◆ Source:

────────

CODEWITHSUNDEEP
c++listpointers
user3447353
user3447353

Reputation: 1

How to return Pointer to a object from List of objects using iterators

When I traverse a list of objects and I have to return the pointer to one of my object when I have a iterator pointing to it, how I do so ? In short can one tell what should I put in the place of ???

#include <iostream>
#include <list>

using namespace std;

class Node
{
private:
    int name;
public:
    Node() : name(0) {}
    Node(int n) : name(n) {}
    int getName() {return name;}
    void setName(int n) {name = n;}
};

list<Node> mylist;

Node* getNodeObjectPointer(int n)
{
    Node* toBeReturned = NULL;
    for(list<Node>::iterator it=mylist.begin(); it != mylist.end(); it++)
    {
        if(((*it).getName()) == n)
            toBeReturned = ???
    }
    return toBeReturned;
} 

int main()
{
    Node* a = new Node(1);
    mylist.push_back(*a);
    Node* b = new Node(2);
    mylist.push_back(*b);

    Node* myPointer = getNodeObjectPointer(1);
    return 0;
}

Upvotes: 0

Views: 4918

Answers (5)

Vlad from Moscow
Vlad from Moscow

Reputation: 311078

Node* getNodeObjectPointer( int n )
{
    list<Node>::iterator it = mylist.begin();

    while ( it != mylist.end() && it->getName() != n ) ++it;

    return ( it == mylist.end() ? NULL : &*it );
}

It would be much better and simpler if you wrote in main

int main()

────────

(Pointing dataset records)
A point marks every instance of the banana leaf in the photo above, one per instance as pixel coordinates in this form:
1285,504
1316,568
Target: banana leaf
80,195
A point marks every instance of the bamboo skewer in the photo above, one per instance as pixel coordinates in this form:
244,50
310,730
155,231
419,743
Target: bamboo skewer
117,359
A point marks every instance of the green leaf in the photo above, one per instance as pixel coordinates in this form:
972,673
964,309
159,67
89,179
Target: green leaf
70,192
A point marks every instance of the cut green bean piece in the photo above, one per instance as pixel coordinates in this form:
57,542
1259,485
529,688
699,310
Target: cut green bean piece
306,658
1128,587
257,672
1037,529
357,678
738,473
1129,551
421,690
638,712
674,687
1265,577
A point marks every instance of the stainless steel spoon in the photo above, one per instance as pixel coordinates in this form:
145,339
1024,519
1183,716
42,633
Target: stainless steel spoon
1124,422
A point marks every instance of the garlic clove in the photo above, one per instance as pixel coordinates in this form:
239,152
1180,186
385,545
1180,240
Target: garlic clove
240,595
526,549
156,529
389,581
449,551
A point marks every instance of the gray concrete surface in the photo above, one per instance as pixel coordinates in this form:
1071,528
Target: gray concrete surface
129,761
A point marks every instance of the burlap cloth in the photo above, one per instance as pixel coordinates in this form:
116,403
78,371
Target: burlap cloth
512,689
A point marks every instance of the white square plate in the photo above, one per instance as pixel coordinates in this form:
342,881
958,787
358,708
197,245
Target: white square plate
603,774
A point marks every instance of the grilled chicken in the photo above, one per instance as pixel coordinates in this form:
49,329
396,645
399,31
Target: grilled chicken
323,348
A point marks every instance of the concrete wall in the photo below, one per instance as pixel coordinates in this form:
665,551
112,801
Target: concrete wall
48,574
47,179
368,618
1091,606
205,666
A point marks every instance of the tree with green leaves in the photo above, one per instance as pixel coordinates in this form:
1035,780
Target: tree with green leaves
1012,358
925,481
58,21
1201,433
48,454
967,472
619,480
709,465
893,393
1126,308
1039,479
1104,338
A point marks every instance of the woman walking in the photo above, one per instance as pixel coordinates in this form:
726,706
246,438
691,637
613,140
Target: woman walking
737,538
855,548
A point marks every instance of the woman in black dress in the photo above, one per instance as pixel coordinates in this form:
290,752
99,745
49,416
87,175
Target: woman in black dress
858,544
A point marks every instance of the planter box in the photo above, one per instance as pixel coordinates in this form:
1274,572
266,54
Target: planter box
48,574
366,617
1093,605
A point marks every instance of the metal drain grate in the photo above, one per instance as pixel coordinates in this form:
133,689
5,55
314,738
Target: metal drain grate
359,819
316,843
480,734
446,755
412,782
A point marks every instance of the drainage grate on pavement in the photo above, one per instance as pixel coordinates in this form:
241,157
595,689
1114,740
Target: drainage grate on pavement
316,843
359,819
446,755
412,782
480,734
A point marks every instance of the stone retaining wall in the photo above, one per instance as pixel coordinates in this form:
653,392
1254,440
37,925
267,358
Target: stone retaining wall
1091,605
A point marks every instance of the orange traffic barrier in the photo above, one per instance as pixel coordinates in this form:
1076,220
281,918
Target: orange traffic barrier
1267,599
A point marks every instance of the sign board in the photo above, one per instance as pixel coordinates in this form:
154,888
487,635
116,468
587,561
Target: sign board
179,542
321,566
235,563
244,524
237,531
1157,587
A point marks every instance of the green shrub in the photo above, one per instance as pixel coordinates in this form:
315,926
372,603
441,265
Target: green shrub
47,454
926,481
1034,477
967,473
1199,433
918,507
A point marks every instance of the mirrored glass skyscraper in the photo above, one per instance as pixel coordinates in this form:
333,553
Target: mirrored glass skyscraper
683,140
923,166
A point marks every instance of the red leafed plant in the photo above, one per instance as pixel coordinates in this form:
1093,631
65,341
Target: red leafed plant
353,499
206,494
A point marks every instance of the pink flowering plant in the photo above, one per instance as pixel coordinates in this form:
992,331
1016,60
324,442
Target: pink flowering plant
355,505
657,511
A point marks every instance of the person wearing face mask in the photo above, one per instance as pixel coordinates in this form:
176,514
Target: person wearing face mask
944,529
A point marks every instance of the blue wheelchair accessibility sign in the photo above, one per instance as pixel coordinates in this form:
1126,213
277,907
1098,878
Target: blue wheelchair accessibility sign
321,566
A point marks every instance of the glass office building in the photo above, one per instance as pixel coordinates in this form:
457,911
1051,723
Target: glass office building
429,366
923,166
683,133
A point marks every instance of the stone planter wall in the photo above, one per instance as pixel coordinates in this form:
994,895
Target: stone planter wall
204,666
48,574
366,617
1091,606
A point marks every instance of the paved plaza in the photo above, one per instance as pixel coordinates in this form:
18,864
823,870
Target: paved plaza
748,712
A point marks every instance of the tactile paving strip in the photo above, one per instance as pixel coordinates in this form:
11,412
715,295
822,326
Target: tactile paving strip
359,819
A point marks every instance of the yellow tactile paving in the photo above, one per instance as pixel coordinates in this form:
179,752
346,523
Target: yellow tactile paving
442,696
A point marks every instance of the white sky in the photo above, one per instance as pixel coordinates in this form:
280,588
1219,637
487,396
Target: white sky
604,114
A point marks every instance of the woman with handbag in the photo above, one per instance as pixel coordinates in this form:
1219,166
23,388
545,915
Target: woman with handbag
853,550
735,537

────────

◆ Exercise set:
a) In the C++ forum thread, what reputation is listed for the answer by Vlad from Moscow?
b) Continue the C++ forum thread from the point where it stops.
The records were taken from a separate source.

◆ Task-by-task results:
a) 311078

b)
{
    mylist.push_back( 1 );
    mylist.push_back( 2 );

    Node* myPointer = getNodeObjectPointer(1);

    return 0;
}

Also member function getName should be declared as

int getName() const {return name;}

Upvotes: 0

Neil Kirk
Neil Kirk

Reputation: 21803

Your code to add objects to the list leaks memory and it is needlessly inefficient. Use this instead

mylist.push_back(Node(1));
mylist.push_back(Node(2));

Your function should be

Node* getNodeObjectPointer(int n)
{
    Node* toBeReturned = NULL;
    for(list<Node>::iterator it=mylist.begin(); it != mylist.end(); it++)
    {
        if(((*it).getName()) == n)
        {
            toBeReturned = &*it;
            break;
        }
    }
    return toBeReturned;
}

If you remove that node from the list, the pointer becomes invalid.

Upvotes: 1

Lightness Races in Orbit
Lightness Races in Orbit

Reputation: 385295

You can obtain a pointer from an iterator like this:

Node* getNodeObject(int n)
{
    for (list<Node>::iterator it = mylist.begin(); it != mylist.end(); it++) {
        if ((it->getName()) == n)
            return &*it;   // this is the key, if you really want a pointer
    }

    return NULL;
}

But I'd return a reference instead (throwing an exception on failure to find). You could even just return the iterator. Or use std::find

Related, this leaks like a sieve:

Node* a = new Node(1);
mylist.push_back(*a);

Just write:

Node a(1);
mylist.push_back(a);

or even:

mylist.push_back(Node(1));

Upvotes: 6

Marius Bancila
Marius Bancila

Reputation: 16338

Your list should be a list of pointers to Node.

list<Node*> mylist;

It makes no sense to do things like creating objects on the heap, dereferencing them and putting values on stack and then returning pointers to those objects.

Upvotes: -4

pippin1289
pippin1289

Reputation: 4939

What you should do is dereference the iterator and find its address.

return &(*itr);

If you can you could also alter the code to return the iterator instead of a raw pointer.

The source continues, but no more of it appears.